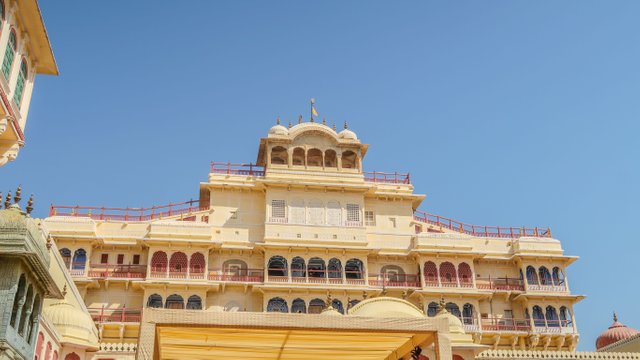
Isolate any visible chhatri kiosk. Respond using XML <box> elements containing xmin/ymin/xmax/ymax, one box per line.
<box><xmin>44</xmin><ymin>120</ymin><xmax>624</xmax><ymax>360</ymax></box>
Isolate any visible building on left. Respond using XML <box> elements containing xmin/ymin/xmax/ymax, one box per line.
<box><xmin>0</xmin><ymin>0</ymin><xmax>58</xmax><ymax>166</ymax></box>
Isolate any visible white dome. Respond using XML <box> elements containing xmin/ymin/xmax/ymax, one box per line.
<box><xmin>43</xmin><ymin>300</ymin><xmax>98</xmax><ymax>348</ymax></box>
<box><xmin>269</xmin><ymin>124</ymin><xmax>289</xmax><ymax>135</ymax></box>
<box><xmin>338</xmin><ymin>129</ymin><xmax>358</xmax><ymax>140</ymax></box>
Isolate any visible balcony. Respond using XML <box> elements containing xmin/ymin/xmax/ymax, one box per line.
<box><xmin>88</xmin><ymin>264</ymin><xmax>147</xmax><ymax>279</ymax></box>
<box><xmin>209</xmin><ymin>269</ymin><xmax>264</xmax><ymax>283</ymax></box>
<box><xmin>476</xmin><ymin>277</ymin><xmax>524</xmax><ymax>291</ymax></box>
<box><xmin>87</xmin><ymin>307</ymin><xmax>142</xmax><ymax>323</ymax></box>
<box><xmin>149</xmin><ymin>267</ymin><xmax>206</xmax><ymax>280</ymax></box>
<box><xmin>369</xmin><ymin>274</ymin><xmax>420</xmax><ymax>288</ymax></box>
<box><xmin>413</xmin><ymin>210</ymin><xmax>551</xmax><ymax>239</ymax></box>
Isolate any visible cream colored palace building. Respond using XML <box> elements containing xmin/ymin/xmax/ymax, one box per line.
<box><xmin>38</xmin><ymin>122</ymin><xmax>604</xmax><ymax>359</ymax></box>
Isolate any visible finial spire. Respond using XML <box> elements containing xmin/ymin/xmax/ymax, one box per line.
<box><xmin>4</xmin><ymin>191</ymin><xmax>11</xmax><ymax>209</ymax></box>
<box><xmin>13</xmin><ymin>185</ymin><xmax>22</xmax><ymax>204</ymax></box>
<box><xmin>26</xmin><ymin>194</ymin><xmax>33</xmax><ymax>214</ymax></box>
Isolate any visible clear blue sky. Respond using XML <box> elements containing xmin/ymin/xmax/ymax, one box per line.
<box><xmin>0</xmin><ymin>0</ymin><xmax>640</xmax><ymax>350</ymax></box>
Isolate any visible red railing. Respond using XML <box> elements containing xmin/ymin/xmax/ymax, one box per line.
<box><xmin>89</xmin><ymin>264</ymin><xmax>147</xmax><ymax>279</ymax></box>
<box><xmin>209</xmin><ymin>269</ymin><xmax>264</xmax><ymax>282</ymax></box>
<box><xmin>211</xmin><ymin>161</ymin><xmax>264</xmax><ymax>177</ymax></box>
<box><xmin>476</xmin><ymin>277</ymin><xmax>524</xmax><ymax>291</ymax></box>
<box><xmin>362</xmin><ymin>171</ymin><xmax>411</xmax><ymax>184</ymax></box>
<box><xmin>88</xmin><ymin>307</ymin><xmax>142</xmax><ymax>323</ymax></box>
<box><xmin>49</xmin><ymin>200</ymin><xmax>209</xmax><ymax>221</ymax></box>
<box><xmin>413</xmin><ymin>210</ymin><xmax>551</xmax><ymax>238</ymax></box>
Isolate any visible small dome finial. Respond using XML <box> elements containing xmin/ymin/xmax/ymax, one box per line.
<box><xmin>13</xmin><ymin>185</ymin><xmax>22</xmax><ymax>204</ymax></box>
<box><xmin>4</xmin><ymin>191</ymin><xmax>11</xmax><ymax>209</ymax></box>
<box><xmin>26</xmin><ymin>194</ymin><xmax>33</xmax><ymax>214</ymax></box>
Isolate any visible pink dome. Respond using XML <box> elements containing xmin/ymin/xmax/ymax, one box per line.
<box><xmin>596</xmin><ymin>313</ymin><xmax>640</xmax><ymax>350</ymax></box>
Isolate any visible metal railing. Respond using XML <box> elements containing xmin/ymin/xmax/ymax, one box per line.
<box><xmin>88</xmin><ymin>264</ymin><xmax>147</xmax><ymax>279</ymax></box>
<box><xmin>476</xmin><ymin>277</ymin><xmax>524</xmax><ymax>291</ymax></box>
<box><xmin>49</xmin><ymin>200</ymin><xmax>209</xmax><ymax>221</ymax></box>
<box><xmin>362</xmin><ymin>171</ymin><xmax>411</xmax><ymax>184</ymax></box>
<box><xmin>87</xmin><ymin>306</ymin><xmax>142</xmax><ymax>323</ymax></box>
<box><xmin>413</xmin><ymin>210</ymin><xmax>551</xmax><ymax>238</ymax></box>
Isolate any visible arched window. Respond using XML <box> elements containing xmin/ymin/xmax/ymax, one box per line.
<box><xmin>2</xmin><ymin>29</ymin><xmax>18</xmax><ymax>82</ymax></box>
<box><xmin>458</xmin><ymin>263</ymin><xmax>473</xmax><ymax>287</ymax></box>
<box><xmin>462</xmin><ymin>303</ymin><xmax>475</xmax><ymax>325</ymax></box>
<box><xmin>331</xmin><ymin>299</ymin><xmax>344</xmax><ymax>314</ymax></box>
<box><xmin>18</xmin><ymin>284</ymin><xmax>34</xmax><ymax>337</ymax></box>
<box><xmin>545</xmin><ymin>305</ymin><xmax>560</xmax><ymax>327</ymax></box>
<box><xmin>309</xmin><ymin>299</ymin><xmax>325</xmax><ymax>314</ymax></box>
<box><xmin>327</xmin><ymin>258</ymin><xmax>342</xmax><ymax>279</ymax></box>
<box><xmin>307</xmin><ymin>149</ymin><xmax>322</xmax><ymax>166</ymax></box>
<box><xmin>267</xmin><ymin>255</ymin><xmax>289</xmax><ymax>276</ymax></box>
<box><xmin>444</xmin><ymin>302</ymin><xmax>462</xmax><ymax>318</ymax></box>
<box><xmin>291</xmin><ymin>299</ymin><xmax>307</xmax><ymax>314</ymax></box>
<box><xmin>151</xmin><ymin>251</ymin><xmax>167</xmax><ymax>275</ymax></box>
<box><xmin>324</xmin><ymin>149</ymin><xmax>338</xmax><ymax>168</ymax></box>
<box><xmin>60</xmin><ymin>248</ymin><xmax>71</xmax><ymax>267</ymax></box>
<box><xmin>427</xmin><ymin>301</ymin><xmax>438</xmax><ymax>317</ymax></box>
<box><xmin>327</xmin><ymin>201</ymin><xmax>342</xmax><ymax>226</ymax></box>
<box><xmin>527</xmin><ymin>265</ymin><xmax>538</xmax><ymax>285</ymax></box>
<box><xmin>64</xmin><ymin>353</ymin><xmax>80</xmax><ymax>360</ymax></box>
<box><xmin>164</xmin><ymin>294</ymin><xmax>184</xmax><ymax>309</ymax></box>
<box><xmin>13</xmin><ymin>59</ymin><xmax>27</xmax><ymax>108</ymax></box>
<box><xmin>25</xmin><ymin>294</ymin><xmax>40</xmax><ymax>344</ymax></box>
<box><xmin>169</xmin><ymin>251</ymin><xmax>187</xmax><ymax>278</ymax></box>
<box><xmin>342</xmin><ymin>150</ymin><xmax>358</xmax><ymax>169</ymax></box>
<box><xmin>34</xmin><ymin>331</ymin><xmax>44</xmax><ymax>360</ymax></box>
<box><xmin>71</xmin><ymin>249</ymin><xmax>87</xmax><ymax>270</ymax></box>
<box><xmin>307</xmin><ymin>257</ymin><xmax>327</xmax><ymax>278</ymax></box>
<box><xmin>9</xmin><ymin>274</ymin><xmax>27</xmax><ymax>329</ymax></box>
<box><xmin>424</xmin><ymin>261</ymin><xmax>438</xmax><ymax>286</ymax></box>
<box><xmin>222</xmin><ymin>259</ymin><xmax>248</xmax><ymax>279</ymax></box>
<box><xmin>44</xmin><ymin>341</ymin><xmax>53</xmax><ymax>360</ymax></box>
<box><xmin>271</xmin><ymin>146</ymin><xmax>289</xmax><ymax>165</ymax></box>
<box><xmin>147</xmin><ymin>294</ymin><xmax>162</xmax><ymax>309</ymax></box>
<box><xmin>344</xmin><ymin>259</ymin><xmax>364</xmax><ymax>279</ymax></box>
<box><xmin>267</xmin><ymin>297</ymin><xmax>289</xmax><ymax>312</ymax></box>
<box><xmin>224</xmin><ymin>300</ymin><xmax>240</xmax><ymax>312</ymax></box>
<box><xmin>440</xmin><ymin>261</ymin><xmax>458</xmax><ymax>287</ymax></box>
<box><xmin>552</xmin><ymin>266</ymin><xmax>564</xmax><ymax>286</ymax></box>
<box><xmin>533</xmin><ymin>305</ymin><xmax>544</xmax><ymax>327</ymax></box>
<box><xmin>309</xmin><ymin>199</ymin><xmax>324</xmax><ymax>225</ymax></box>
<box><xmin>187</xmin><ymin>295</ymin><xmax>202</xmax><ymax>310</ymax></box>
<box><xmin>560</xmin><ymin>306</ymin><xmax>572</xmax><ymax>327</ymax></box>
<box><xmin>349</xmin><ymin>299</ymin><xmax>360</xmax><ymax>309</ymax></box>
<box><xmin>289</xmin><ymin>198</ymin><xmax>307</xmax><ymax>224</ymax></box>
<box><xmin>540</xmin><ymin>266</ymin><xmax>553</xmax><ymax>285</ymax></box>
<box><xmin>291</xmin><ymin>256</ymin><xmax>307</xmax><ymax>278</ymax></box>
<box><xmin>189</xmin><ymin>253</ymin><xmax>205</xmax><ymax>278</ymax></box>
<box><xmin>291</xmin><ymin>148</ymin><xmax>304</xmax><ymax>166</ymax></box>
<box><xmin>380</xmin><ymin>265</ymin><xmax>405</xmax><ymax>282</ymax></box>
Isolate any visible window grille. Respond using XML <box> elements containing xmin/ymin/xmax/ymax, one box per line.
<box><xmin>347</xmin><ymin>204</ymin><xmax>360</xmax><ymax>223</ymax></box>
<box><xmin>364</xmin><ymin>210</ymin><xmax>376</xmax><ymax>226</ymax></box>
<box><xmin>327</xmin><ymin>201</ymin><xmax>342</xmax><ymax>226</ymax></box>
<box><xmin>271</xmin><ymin>200</ymin><xmax>286</xmax><ymax>219</ymax></box>
<box><xmin>2</xmin><ymin>31</ymin><xmax>16</xmax><ymax>80</ymax></box>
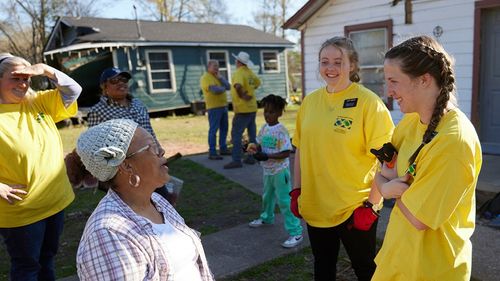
◆ ◆ ◆
- Exercice proposé
Renvoyez chacune des lignes des items qui contient la chaîne « dome ».

- Corrigé détaillé
Isolate any visible white dome. Respond using XML <box> elements containing xmin/ymin/xmax/ymax, one box per line.
Isolate any visible small dome finial. Respond using XML <box> elements containing xmin/ymin/xmax/ymax, one box per line.
Isolate any visible pink dome. Respond using XML <box> elements containing xmin/ymin/xmax/ymax, one box per line.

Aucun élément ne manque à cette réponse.